Convert the listing below into a JSON array of strings, one string for each line and no entries for blank lines.

--- begin Records shown ---

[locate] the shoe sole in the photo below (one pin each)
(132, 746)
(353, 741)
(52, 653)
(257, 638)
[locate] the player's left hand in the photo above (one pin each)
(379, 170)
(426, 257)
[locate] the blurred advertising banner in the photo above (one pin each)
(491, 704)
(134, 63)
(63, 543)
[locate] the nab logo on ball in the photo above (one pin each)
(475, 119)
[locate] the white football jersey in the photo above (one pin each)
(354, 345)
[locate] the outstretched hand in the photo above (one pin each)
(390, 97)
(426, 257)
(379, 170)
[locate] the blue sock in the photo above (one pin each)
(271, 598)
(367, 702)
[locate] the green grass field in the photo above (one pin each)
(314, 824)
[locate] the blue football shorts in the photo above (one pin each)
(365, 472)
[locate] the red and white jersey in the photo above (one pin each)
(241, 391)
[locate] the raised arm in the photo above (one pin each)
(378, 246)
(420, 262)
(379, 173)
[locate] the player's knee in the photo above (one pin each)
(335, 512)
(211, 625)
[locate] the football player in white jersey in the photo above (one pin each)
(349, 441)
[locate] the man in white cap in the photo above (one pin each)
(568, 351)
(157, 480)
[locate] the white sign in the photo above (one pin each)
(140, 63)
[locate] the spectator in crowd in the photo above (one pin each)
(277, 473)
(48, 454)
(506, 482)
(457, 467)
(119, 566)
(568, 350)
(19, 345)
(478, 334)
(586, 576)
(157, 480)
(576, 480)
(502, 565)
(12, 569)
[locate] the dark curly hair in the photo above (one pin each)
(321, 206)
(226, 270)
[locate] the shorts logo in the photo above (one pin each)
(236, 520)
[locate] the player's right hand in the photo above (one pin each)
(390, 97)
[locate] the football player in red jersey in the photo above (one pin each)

--- end Records shown ---

--- Exercise result ---
[
  "[locate] the shoe sole in the photo below (one pin each)",
  "(132, 746)",
  "(353, 741)",
  "(52, 653)",
  "(257, 638)",
  "[locate] the player's left hand in the photo above (one pin each)",
  "(379, 170)",
  "(426, 257)",
  "[locate] the blurred advertising banner in the photo above (one pin each)",
  "(491, 704)",
  "(134, 63)",
  "(63, 543)",
  "[locate] the nab logo on ball in the photo above (one pin each)",
  "(475, 119)",
  "[locate] the white football jersey in the photo above (one pin each)",
  "(354, 345)",
  "[locate] the outstretched hand in the photo above (one pin each)",
  "(390, 97)",
  "(426, 257)",
  "(379, 170)",
  "[locate] the blue sock in the photo above (one pin each)",
  "(271, 598)",
  "(367, 702)",
  "[locate] the green grass field in the photo above (one pin each)",
  "(314, 824)",
  "[locate] the blue football shorts in the photo above (one pin each)",
  "(365, 472)",
  "[locate] the red and white jersey in the photo above (one pin each)",
  "(241, 391)",
  "[locate] the raised arm in the photo above (one pin each)",
  "(378, 246)",
  "(420, 262)",
  "(379, 173)",
  "[locate] the player's knee in the photo above (one pin each)",
  "(335, 512)",
  "(211, 625)",
  "[locate] the football player in white jersey in the photo above (one pin each)",
  "(349, 441)",
  "[locate] the man in white cap in the photo above (one pin each)",
  "(568, 351)",
  "(157, 480)",
  "[locate] the white sign in the photo above (one pin each)",
  "(140, 63)",
  "[locate] the spectator in crowd in the photo above (one pin each)",
  "(277, 473)",
  "(48, 454)",
  "(506, 482)",
  "(457, 467)",
  "(119, 566)",
  "(568, 350)",
  "(19, 345)",
  "(478, 334)",
  "(586, 576)",
  "(157, 480)",
  "(576, 480)",
  "(502, 565)",
  "(12, 569)",
  "[locate] the dark curly hair in the photo above (one pin each)",
  "(321, 206)",
  "(226, 270)",
  "[locate] the shorts logo in the photo above (one pin each)",
  "(236, 520)",
  "[locate] the player's right hand in the photo above (one pin each)",
  "(390, 97)",
  "[locate] the football player in red jersey in the photo above (one pin each)"
]